* **What is asked**:
Copy every line of the listing below, and keep each one unchanged.

Position annotation records:
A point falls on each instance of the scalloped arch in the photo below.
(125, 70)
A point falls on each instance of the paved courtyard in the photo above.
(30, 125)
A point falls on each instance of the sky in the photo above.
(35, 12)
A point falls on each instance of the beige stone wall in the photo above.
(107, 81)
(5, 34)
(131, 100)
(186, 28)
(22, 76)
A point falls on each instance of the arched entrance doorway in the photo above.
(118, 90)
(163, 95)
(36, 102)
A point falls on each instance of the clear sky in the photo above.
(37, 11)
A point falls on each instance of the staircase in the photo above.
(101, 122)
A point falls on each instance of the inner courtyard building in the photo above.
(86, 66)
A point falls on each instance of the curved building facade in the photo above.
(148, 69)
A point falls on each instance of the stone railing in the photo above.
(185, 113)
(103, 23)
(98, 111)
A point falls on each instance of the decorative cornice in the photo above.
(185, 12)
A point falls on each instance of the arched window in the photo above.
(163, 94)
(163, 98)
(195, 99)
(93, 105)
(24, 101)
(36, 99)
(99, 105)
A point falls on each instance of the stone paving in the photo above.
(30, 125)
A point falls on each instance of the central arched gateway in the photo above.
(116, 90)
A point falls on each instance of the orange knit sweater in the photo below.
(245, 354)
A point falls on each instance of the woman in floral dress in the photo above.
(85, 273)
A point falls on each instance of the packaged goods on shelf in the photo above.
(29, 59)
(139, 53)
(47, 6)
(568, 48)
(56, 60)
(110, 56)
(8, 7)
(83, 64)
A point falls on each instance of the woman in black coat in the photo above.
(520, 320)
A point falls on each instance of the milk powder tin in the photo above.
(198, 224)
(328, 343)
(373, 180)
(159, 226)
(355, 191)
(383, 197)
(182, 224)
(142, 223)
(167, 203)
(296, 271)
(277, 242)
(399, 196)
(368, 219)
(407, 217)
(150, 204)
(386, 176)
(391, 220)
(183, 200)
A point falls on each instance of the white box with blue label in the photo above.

* **Solution to the exercise**:
A point falls on each instance of the scalloped arch in the photo below.
(125, 70)
A point falls on each instance of the paved courtyard in the photo above.
(30, 125)
A point falls on each instance of the sky in the photo above.
(35, 12)
A point falls on each instance of the beige stone wall in the photo above.
(107, 81)
(5, 34)
(131, 100)
(186, 28)
(22, 76)
A point falls on each instance of the arched entrance doorway in the photo above.
(118, 90)
(163, 95)
(36, 102)
A point falls on each instance of the clear sky in the photo above.
(37, 11)
A point falls on each instance of the staircase in the photo above.
(101, 122)
A point falls on each instance of the inner courtyard building in the photo above.
(86, 66)
A point falls on each instance of the curved building facade in the photo above.
(148, 69)
A point falls on each instance of the stone railing in the photo above.
(185, 113)
(103, 23)
(98, 111)
A point falls on each instance of the decorative cornice in the photo above.
(185, 12)
A point falls on each instance of the arched window in the photo above.
(163, 94)
(163, 98)
(195, 99)
(93, 105)
(24, 101)
(36, 99)
(99, 105)
A point falls on each instance of the stone paving in the photo above.
(30, 125)
A point falls on each instance of the central arched gateway in the photo above.
(116, 90)
A point falls on each instance of the orange knit sweater in the photo below.
(245, 354)
A point falls on each instance of the woman in floral dress in the photo above.
(85, 273)
A point falls on each instance of the packaged goods on shelf in the photo above.
(29, 59)
(139, 53)
(47, 6)
(568, 48)
(56, 60)
(110, 56)
(8, 7)
(83, 64)
A point falls on each instance of the woman in black coat in the photo above.
(520, 320)
A point falls on each instance of the milk powder tin in the photo above.
(198, 224)
(328, 343)
(373, 180)
(159, 226)
(355, 191)
(383, 197)
(182, 224)
(142, 223)
(167, 203)
(296, 271)
(277, 242)
(399, 196)
(368, 219)
(407, 217)
(150, 204)
(386, 176)
(391, 220)
(183, 200)
A point falls on each instance of the white box with blue label in the photo above.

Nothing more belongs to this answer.